--- Begin Extracted text ---
On a fall morning at Feed it Forward, staff members unpack crates of apples, greens and berries for display at this storefront in the west end of Toronto. It’s quiet now, but students, seniors and other regulars will come by later to stock up on bread, produce, canned foods and prepared meals. They take what they need and go — or drop $5 or $20 in the donation jar at the counter.

This is Canada’s only pay-what-you-can grocery store. The staff are volunteers; donations help pay the rent; and all the food has been donated. “A lot of it is close to expiring, but there’s quite a lot you can do with it,” says Jagger Gordon, the founder and executive chef of Feed it Forward.

Every day, volunteers drive to a Whole Foods supermarket for produce the store can’t sell and to bakeries for surplus sourdoughs and baguettes. “We’re their garbage disposal,” says Gordon, who also gets calls about things like tractor-trailers full of frozen fish or produce so close to its best-before date that grocery stores won’t take it.

If Gordon can feed hundreds of people every day with food on its way to the bin, think of the possibilities. Food waste has become a mounting issue in our homes and across the entire food system. We throw away almost as much as we eat, yet one in eight Canadian homes struggles to put food on the table. “We take food for granted,” says Mike von Massow, associate professor of food, agriculture and resource economics at the University of Guelph. “It’s cheap, and we don’t have any real sense of the cost of throwing it out.”

According to a 2019 report by food-rescue organization Second Harvest, the Canadian food system produces 11.2 million metric tonnes of avoidable waste. A report by the National Zero Waste Council, an initiative that includes government, businesses and non-profits, calculates that this waste (plus spinoffs, such as disposal) costs the Canadian economy $100 billion a year.

Another cost is environmental. In landfills, rotting food releases methane, a potent greenhouse gas, generating 56.5 million metric tonnes of carbon dioxide annually. Composting sidesteps this problem, but doing it at the municipal level requires energy to run the facilities and transport waste.

“People think the problem rests with the grocery stores and the restaurants, but actually, we are a large part of the problem,” says Joanne Gauci, senior policy advisor with both Metro Vancouver and the National Zero Waste Council. In fact, Canadian households waste just as much as restaurants and retail.

“It’s a bit of a chicken-and-egg question: are stores offering us perfect because we expect perfect, or do we expect perfect because stores are doing it?”

MIKE VON MASSOW

We squander for many reasons. Some families shop infrequently — often because they don’t live near a grocery store. The rise of retailers like Costco selling megapacks at enticing discounts also makes it easier for us to buy in bulk and never get through it all, not to mention our big fridges that are easy to fill and forget. “I’m looking for a fridge right now,” says Getty Stewart, a Winnipeg-based professional home economist. “A 30-inch one would be fine, but they’re all 36 inches now. They’re getting bigger.”

At the grocery store, in a fit of good intentions, we might overstock on healthy produce. But then our busy lives can derail the meal plan (if families have time to cook from scratch in the first place). The adults get stuck at work, there’s hockey in the evening, someone picks up a pizza and the stuff we’d planned to eat for dinner gets thrown out.
--- End Extracted text ---
--- Begin Given information ---
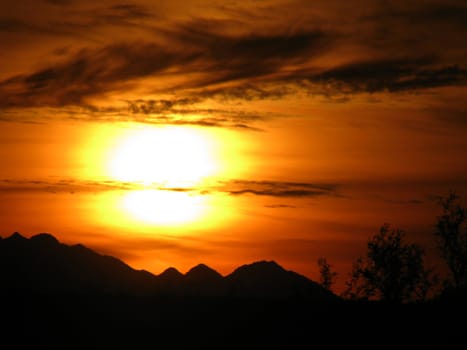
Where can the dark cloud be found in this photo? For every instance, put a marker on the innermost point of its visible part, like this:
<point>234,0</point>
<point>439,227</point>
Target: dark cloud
<point>232,187</point>
<point>274,206</point>
<point>228,60</point>
<point>391,75</point>
<point>278,188</point>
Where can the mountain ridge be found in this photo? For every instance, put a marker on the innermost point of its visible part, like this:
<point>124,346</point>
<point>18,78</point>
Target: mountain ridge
<point>43,264</point>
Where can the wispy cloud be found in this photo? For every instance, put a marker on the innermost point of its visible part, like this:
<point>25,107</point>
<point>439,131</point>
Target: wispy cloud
<point>193,61</point>
<point>230,187</point>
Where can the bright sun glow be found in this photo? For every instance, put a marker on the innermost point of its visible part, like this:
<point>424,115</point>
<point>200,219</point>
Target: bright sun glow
<point>170,159</point>
<point>164,207</point>
<point>170,156</point>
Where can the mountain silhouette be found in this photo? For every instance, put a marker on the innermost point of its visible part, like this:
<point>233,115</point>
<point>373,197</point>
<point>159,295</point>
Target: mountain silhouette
<point>267,279</point>
<point>42,264</point>
<point>68,296</point>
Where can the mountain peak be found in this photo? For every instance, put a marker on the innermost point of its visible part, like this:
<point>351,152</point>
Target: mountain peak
<point>260,267</point>
<point>202,271</point>
<point>45,239</point>
<point>170,273</point>
<point>16,236</point>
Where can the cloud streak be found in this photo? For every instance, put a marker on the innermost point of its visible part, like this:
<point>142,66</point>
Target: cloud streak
<point>178,67</point>
<point>229,187</point>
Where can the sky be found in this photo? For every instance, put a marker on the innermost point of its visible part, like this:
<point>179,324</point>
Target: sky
<point>170,134</point>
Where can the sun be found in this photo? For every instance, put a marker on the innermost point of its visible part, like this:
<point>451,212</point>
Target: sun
<point>169,156</point>
<point>167,163</point>
<point>165,208</point>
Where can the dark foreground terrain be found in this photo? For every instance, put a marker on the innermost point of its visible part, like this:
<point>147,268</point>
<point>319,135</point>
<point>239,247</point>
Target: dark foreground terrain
<point>85,322</point>
<point>55,296</point>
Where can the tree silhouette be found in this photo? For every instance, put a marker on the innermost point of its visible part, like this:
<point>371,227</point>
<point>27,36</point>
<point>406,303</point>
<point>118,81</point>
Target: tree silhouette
<point>392,270</point>
<point>452,241</point>
<point>327,276</point>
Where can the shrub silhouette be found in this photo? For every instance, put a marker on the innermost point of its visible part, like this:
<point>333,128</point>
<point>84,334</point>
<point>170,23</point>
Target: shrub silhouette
<point>452,240</point>
<point>392,270</point>
<point>327,276</point>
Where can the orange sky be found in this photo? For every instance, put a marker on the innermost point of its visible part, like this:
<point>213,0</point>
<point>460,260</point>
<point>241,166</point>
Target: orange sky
<point>175,133</point>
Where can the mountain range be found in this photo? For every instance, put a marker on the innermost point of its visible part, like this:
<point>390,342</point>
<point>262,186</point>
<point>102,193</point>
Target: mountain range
<point>41,264</point>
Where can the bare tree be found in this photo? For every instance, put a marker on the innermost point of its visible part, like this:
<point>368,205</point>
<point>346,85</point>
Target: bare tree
--- End Given information ---
▶ _Stated goal_: According to the food waste article, why does food sent to landfills carry an environmental cost? Answer in one to three sentences.

▶ _Correct result_: In landfills, rotting food releases methane, a potent greenhouse gas. This generates 56.5 million metric tonnes of carbon dioxide each year.